__ИСХОДНЫЙ ТЕКСТ__:
◆ ◆ ◆ ◆ ◆ ◆ ◆

Жизнеописания наиболее знаменитых живописцев, ваятелей и зодчих
Шрифт:
Однажды, когда король находился в Фонтенбло, Россо послал одного местного жителя в Париж за неким ядовитейшим раствором под предлогом, что он ему нужен для составления красок и лаков; действительным же его намерением было отравиться. Когда посланный ехал обратно, то только оттого (такой злой был яд), что держал большой палец на горлышке сосуда, тщательно закупоренного воском, он чуть не остался без пальца, который сожгли и почти что съели смертоносные свойства этого яда, погубившего вскоре после этого и Россо. Ибо, находясь в полнейшем здравии, он принял его, чтобы лишить себя жизни, с которой по прошествии нескольких часов и расстался.
Новость эта была доложена королю и огорчила его бесконечно, ибо он считал, что со смертью Россо он лишился самого превосходного художника своего времени. Но, дабы не страдала работа, он поручил ее продолжение болонцу Франческо Приматиччо, который уже в свое время расписал для него помещение одного каноника.
Умер Россо
ЖИЗНЕОПИСАНИЯ БАРТОЛОМЕО ИЗ БАНЬЯКАВАЛЛО И ДРУГИХ ЖИВОПИСЦЕВ ИЗ РОМАНЬИ
Нельзя отрицать, что стремление к славе, этой конечной цели всякого соревнования в искусствах, обычно считается, как мы это и видим, уже само по себе похвальным, однако стоит только соревнующемуся загордиться и зазнаться, распаляя в себе самомнение, как тотчас же мы замечаем, что сама доблесть, им искомая, начинает, подобно дыму или туману, рассеиваться у нас на глазах, ибо плохо сможет расти и совершенствоваться тот, кто не сознает собственных недостатков и не считается с чужими успехами. Да и в самом деле, лучше сбываются надежды учеников робких, которые под покровом скромной жизни почитают творения редкостных мастеров и со всяческим старанием им подражают, чем надежды тех, голова которых полна гордости и дыма, как это было у живописцев Бартоломео из Баньякавалло, Амико из Болоньи, Джироламо из Котиньуолы и Инноченцио из Имолы. Действительно, пребывая в Болонье в одно и то же время, они возымели друг к другу такую зависть, что большей и вообразить невозможно. Мало того, гордость и тщеславие, не основанные на доблести, сбили их с истинного пути, ведущего к вечности тех, кто борется за то, чтобы хорошо работать, а не ради соперничества. Это и послужило причиной тому, что они не довели заложенные в них добрые начала до того конечного совершенства, которое от них ожидали, так как, вообразив себя мастерами, они слишком далеко отклонились от пути добра.

◆ ◆ ◆ ◆ ◆ ◆ ◆

__ИЗВЛЕЧЁННЫЕ ДАННЫЕ__:
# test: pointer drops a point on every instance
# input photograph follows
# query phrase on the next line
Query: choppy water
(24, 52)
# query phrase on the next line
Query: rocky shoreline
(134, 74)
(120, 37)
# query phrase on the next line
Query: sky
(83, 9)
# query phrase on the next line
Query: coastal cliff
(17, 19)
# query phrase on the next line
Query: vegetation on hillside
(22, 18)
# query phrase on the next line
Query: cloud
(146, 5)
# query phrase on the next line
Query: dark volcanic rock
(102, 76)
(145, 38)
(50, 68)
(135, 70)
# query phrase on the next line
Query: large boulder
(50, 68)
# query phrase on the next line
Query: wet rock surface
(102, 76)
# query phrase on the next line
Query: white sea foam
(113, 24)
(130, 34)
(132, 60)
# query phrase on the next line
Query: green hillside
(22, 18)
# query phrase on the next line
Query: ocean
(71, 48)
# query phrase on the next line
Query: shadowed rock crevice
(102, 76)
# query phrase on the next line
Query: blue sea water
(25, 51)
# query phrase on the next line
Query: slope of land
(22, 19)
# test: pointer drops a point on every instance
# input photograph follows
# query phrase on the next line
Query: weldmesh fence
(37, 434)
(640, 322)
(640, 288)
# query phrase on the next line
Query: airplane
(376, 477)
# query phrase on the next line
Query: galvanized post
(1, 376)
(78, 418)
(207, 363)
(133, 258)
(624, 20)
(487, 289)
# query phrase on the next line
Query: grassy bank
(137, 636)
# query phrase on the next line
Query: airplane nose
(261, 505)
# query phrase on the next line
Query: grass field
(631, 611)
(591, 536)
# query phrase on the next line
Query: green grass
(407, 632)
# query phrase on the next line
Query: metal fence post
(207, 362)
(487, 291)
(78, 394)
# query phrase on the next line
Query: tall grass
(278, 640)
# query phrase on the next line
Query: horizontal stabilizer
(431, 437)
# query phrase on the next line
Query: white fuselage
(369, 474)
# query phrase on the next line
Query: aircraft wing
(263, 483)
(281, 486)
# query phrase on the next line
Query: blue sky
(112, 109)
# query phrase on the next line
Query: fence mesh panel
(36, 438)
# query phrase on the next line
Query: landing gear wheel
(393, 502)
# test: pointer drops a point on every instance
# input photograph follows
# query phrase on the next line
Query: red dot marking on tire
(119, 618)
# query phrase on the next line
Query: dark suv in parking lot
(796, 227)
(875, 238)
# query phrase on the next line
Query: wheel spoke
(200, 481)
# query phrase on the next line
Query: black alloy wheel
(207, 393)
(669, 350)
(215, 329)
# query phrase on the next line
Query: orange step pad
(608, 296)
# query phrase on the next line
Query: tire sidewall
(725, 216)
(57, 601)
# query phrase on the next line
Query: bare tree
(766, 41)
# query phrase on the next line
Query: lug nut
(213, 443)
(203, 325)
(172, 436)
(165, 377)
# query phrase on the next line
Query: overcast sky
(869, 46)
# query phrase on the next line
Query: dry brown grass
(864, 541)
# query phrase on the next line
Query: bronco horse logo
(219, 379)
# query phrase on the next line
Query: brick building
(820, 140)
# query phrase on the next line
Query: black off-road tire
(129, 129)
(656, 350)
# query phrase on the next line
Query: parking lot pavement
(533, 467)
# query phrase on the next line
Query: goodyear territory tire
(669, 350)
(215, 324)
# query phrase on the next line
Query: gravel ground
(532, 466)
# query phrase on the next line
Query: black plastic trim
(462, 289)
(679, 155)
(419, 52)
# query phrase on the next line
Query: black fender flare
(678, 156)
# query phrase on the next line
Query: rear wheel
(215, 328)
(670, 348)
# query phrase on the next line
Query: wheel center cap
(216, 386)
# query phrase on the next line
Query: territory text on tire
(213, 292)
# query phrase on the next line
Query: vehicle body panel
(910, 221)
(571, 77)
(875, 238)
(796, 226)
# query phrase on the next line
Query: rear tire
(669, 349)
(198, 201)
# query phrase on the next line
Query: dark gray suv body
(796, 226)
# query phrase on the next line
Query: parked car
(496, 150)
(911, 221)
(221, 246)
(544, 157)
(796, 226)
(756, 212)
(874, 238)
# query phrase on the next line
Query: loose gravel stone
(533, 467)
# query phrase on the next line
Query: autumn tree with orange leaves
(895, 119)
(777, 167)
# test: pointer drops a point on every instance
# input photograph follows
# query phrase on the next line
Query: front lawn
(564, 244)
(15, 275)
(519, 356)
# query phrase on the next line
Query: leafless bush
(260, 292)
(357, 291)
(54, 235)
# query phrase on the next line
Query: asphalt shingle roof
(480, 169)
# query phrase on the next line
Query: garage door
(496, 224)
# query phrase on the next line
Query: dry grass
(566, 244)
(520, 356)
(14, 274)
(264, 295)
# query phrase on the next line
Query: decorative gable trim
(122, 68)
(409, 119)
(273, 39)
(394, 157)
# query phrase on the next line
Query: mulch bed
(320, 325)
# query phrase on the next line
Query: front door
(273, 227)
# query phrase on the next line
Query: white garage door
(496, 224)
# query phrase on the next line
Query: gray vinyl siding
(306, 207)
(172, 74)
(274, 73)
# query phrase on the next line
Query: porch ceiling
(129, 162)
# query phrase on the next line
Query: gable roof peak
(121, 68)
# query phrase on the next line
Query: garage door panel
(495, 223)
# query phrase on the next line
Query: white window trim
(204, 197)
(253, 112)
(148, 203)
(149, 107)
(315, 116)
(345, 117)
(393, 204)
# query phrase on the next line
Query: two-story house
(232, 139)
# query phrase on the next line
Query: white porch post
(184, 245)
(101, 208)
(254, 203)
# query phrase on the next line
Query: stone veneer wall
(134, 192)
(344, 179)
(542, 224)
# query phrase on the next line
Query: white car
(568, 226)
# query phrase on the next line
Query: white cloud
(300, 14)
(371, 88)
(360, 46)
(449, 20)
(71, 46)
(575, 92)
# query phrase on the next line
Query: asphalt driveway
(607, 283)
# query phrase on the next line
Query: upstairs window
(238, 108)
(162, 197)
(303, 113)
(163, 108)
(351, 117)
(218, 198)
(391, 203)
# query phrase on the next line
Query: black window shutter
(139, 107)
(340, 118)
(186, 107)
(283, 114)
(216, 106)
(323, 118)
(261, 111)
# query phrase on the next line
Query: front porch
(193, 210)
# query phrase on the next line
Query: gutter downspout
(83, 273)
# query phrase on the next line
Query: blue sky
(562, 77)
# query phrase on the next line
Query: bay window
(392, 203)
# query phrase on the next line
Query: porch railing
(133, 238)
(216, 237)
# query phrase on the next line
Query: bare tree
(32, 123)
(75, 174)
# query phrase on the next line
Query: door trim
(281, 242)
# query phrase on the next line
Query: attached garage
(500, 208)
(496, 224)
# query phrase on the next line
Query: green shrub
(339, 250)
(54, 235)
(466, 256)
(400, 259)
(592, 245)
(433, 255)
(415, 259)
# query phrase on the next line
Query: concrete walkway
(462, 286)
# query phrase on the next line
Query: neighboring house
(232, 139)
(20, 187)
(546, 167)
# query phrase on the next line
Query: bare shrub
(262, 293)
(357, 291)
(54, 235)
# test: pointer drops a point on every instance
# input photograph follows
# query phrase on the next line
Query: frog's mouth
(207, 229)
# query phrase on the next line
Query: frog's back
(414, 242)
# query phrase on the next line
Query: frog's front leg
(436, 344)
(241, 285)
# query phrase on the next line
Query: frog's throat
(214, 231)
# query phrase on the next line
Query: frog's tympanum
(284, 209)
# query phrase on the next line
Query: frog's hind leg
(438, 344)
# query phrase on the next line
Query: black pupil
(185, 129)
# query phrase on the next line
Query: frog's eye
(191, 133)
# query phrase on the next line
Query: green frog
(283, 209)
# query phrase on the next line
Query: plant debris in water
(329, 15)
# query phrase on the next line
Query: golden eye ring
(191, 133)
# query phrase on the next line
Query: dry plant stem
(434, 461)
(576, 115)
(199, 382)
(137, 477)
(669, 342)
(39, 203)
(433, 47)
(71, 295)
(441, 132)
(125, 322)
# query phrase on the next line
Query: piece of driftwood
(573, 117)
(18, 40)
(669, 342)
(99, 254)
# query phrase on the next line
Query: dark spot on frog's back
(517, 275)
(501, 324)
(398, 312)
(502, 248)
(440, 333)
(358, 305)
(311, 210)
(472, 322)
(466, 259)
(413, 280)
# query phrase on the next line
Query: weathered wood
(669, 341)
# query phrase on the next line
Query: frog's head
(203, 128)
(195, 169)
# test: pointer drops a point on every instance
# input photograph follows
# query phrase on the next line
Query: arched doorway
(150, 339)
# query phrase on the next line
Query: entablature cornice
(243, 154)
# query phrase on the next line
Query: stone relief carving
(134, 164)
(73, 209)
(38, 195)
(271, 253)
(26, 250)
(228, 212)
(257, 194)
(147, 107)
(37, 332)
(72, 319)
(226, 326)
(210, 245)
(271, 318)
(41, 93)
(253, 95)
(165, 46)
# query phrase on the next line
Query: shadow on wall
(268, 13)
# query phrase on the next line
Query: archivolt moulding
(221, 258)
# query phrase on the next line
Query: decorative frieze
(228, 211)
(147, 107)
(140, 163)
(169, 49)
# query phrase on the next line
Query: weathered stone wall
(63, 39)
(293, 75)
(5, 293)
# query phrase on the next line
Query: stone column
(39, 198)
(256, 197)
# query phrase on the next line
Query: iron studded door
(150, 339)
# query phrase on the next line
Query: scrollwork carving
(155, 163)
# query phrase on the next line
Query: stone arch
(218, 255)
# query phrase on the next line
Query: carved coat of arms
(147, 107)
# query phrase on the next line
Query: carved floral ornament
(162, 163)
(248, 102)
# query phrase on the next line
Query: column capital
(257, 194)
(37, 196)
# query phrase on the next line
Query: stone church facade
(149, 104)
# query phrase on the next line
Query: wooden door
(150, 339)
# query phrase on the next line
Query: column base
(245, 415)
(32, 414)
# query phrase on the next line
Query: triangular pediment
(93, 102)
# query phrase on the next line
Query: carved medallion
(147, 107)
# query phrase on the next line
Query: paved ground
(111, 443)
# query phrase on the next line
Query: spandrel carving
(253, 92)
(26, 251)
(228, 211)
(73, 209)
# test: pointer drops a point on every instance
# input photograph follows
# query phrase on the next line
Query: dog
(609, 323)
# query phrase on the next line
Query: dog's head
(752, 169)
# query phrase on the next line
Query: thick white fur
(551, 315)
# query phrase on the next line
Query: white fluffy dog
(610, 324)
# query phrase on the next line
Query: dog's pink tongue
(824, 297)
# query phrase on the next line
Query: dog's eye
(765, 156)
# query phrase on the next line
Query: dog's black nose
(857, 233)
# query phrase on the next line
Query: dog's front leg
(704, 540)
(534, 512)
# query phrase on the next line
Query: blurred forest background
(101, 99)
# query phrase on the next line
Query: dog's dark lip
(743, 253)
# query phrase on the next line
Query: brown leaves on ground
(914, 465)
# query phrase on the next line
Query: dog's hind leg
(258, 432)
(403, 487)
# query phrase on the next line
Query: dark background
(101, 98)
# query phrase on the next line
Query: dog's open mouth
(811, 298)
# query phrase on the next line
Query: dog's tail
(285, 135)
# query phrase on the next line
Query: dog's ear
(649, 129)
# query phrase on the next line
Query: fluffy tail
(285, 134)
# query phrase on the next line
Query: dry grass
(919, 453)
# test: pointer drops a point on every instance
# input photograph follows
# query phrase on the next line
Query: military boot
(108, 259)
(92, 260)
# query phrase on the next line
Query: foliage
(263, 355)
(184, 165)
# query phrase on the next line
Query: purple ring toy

◆ ◆ ◆ ◆ ◆ ◆ ◆

__ЗАДАНИЕ A__:
Назовите всех живописцев, о которых в исходном тексте сказано, что голова их «полна гордости и дыма».
__ЗАДАНИЕ B__:
Переведите на английский язык предложение из исходного текста: «Новость эта была доложена королю и огорчила его бесконечно, ибо он считал, что со смертью Россо он лишился самого превосходного художника своего времени».
Листинг здесь никак не используется.

__ОЖИДАЕМЫЙ ОТВЕТ A__:
Бартоломео из Баньякавалло, Амико из Болоньи, Джироламо из Котиньуолы, Инноченцио из Имолы.

__ОЖИДАЕМЫЙ ОТВЕТ B__:
This news was reported to the king and grieved him infinitely, for he believed that with Rosso's death he had lost the most excellent artist of his time.